FRAGMENTO DEL TEXTO
┏━━

La oración de los santos

Cuando San Juan Pablo II fue elegido papa y se disponía a salir al balcón central de la Basílica de San Pedro a saludar a los fieles presentes en la plaza, quiso primero entrar en la capilla papal y recogerse unos minutos en oración. Como se alargaba en su oración, el maestro de ceremonias papales se inquietó y se le acercó para decirle que si no salía al balcón la gente se extrañaría. La respuesta del nuevo papa fue: “se extrañarán más si el papa no reza”. Esta anécdota nos puede ayudar a descubrir la relación entre santidad y oración.

San Josemaría siendo un sacerdote joven escribió: “¿Santo sin oración?… -No creo en esta santidad” (Camino, 107).

Santa Teresa de Jesús relata en el libro de su Vida cómo buscaba la oración: “Procuraba lo más que podía traer a Jesucristo… dentro de mí presente, y ésta era mi manera de oración” (Vida 4,8).

┗━━

SECCIÓN DE DATOS
┏━━

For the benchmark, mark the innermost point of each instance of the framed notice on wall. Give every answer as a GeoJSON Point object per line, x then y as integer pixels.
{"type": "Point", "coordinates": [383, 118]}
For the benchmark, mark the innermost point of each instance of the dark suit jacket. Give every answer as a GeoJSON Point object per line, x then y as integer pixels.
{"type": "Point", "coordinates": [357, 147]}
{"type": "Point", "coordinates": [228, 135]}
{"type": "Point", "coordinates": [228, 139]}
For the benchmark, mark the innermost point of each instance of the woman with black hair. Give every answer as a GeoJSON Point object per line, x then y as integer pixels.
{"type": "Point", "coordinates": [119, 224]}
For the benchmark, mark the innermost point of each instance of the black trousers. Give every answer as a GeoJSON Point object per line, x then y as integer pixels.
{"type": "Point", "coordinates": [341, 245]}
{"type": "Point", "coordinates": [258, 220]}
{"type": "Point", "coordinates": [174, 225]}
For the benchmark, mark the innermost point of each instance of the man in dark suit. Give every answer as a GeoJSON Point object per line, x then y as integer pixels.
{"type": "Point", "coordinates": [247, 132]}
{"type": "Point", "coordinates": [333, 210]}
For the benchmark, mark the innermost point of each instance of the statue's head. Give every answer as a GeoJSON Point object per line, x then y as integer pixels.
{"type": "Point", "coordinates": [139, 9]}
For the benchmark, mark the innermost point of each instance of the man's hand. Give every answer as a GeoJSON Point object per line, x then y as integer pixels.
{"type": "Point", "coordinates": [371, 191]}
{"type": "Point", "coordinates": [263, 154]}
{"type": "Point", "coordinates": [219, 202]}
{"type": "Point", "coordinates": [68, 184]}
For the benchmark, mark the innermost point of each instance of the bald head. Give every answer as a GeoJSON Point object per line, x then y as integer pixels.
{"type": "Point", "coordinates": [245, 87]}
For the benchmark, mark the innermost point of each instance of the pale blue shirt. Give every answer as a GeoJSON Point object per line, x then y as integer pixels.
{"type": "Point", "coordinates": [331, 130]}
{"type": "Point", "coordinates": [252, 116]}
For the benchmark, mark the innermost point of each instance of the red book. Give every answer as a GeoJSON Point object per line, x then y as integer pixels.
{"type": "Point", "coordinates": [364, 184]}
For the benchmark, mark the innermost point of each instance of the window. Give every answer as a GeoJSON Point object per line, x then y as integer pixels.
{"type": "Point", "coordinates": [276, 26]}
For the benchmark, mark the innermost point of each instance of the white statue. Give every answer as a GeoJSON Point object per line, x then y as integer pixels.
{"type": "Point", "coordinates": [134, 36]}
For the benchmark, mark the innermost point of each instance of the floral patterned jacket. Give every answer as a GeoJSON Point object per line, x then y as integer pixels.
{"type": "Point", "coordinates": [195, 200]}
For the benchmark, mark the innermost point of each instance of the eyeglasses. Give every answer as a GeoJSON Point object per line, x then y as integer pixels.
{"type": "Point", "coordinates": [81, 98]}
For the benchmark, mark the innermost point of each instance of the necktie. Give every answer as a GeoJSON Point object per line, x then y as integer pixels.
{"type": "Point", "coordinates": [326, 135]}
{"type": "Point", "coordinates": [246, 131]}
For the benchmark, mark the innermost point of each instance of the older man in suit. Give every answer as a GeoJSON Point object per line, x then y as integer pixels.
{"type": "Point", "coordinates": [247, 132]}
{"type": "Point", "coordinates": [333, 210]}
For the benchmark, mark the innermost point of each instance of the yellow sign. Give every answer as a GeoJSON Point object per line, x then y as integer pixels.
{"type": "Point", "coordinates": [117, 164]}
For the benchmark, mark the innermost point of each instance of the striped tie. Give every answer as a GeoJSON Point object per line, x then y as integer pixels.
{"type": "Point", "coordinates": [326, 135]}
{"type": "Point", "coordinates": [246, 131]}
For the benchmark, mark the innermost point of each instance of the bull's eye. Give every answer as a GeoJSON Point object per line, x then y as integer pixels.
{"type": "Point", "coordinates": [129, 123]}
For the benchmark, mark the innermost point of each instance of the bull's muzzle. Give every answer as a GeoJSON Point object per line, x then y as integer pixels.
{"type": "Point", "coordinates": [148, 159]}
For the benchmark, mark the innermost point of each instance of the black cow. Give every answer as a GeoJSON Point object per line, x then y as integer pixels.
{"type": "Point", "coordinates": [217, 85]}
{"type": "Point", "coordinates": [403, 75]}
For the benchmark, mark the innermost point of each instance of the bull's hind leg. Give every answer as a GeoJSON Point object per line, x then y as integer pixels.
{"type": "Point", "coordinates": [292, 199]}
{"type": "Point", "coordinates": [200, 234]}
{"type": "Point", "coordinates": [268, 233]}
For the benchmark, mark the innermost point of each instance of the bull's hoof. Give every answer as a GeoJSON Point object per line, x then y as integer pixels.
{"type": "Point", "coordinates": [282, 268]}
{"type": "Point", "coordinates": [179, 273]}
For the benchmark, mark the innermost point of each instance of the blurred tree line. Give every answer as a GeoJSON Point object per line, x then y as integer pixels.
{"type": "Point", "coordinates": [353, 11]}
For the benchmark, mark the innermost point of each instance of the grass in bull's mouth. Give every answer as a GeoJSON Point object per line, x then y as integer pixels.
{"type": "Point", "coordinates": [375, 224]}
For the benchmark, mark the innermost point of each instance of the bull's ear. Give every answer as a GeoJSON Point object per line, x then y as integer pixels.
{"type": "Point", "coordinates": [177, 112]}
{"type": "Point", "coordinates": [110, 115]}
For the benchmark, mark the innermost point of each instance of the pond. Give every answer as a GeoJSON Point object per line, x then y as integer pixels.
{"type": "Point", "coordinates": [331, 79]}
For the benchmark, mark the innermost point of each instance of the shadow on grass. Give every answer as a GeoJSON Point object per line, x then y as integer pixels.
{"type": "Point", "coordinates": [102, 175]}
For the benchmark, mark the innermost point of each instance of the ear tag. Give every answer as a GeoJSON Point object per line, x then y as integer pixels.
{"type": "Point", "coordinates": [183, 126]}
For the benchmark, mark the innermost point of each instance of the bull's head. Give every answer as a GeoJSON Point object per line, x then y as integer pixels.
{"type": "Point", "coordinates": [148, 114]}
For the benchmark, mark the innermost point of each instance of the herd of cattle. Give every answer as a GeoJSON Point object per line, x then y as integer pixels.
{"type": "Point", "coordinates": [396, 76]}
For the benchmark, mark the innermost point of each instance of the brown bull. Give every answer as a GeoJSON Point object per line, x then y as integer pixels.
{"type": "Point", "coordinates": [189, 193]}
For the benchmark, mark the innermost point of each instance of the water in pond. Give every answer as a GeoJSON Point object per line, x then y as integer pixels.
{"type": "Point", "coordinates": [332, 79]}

┗━━

ACCIONES A REALIZAR
(1) Repite al pie de la letra el pasaje del texto sobre la oración de los santos que va de "Cuando San Juan" a "santidad y oración.".
(2) Resume en menos palabras el párrafo del texto sobre la oración de los santos que empieza con "Cuando San Juan Pablo II fue elegido papa" y conserva sus datos principales.
Las líneas son un material independiente del texto sobre la oración de los santos.

RESPUESTAS POR TAREA
(1)
Cuando San Juan Pablo II fue elegido papa y se disponía a salir al balcón central de la Basílica de San Pedro a saludar a los fieles presentes en la plaza, quiso primero entrar en la capilla papal y recogerse unos minutos en oración. Como se alargaba en su oración, el maestro de ceremonias papales se inquietó y se le acercó para decirle que si no salía al balcón la gente se extrañaría. La respuesta del nuevo papa fue: “se extrañarán más si el papa no reza”. Esta anécdota nos puede ayudar a descubrir la relación entre santidad y oración.

(2) Tras ser elegido papa, San Juan Pablo II entró en la capilla papal para rezar unos minutos antes de salir al balcón central de la Basílica de San Pedro. Como tardaba, el maestro de ceremonias papales le advirtió que la gente se extrañaría. Él respondió que se extrañarían más si el papa no rezaba. La anécdota ayuda a descubrir la relación entre santidad y oración.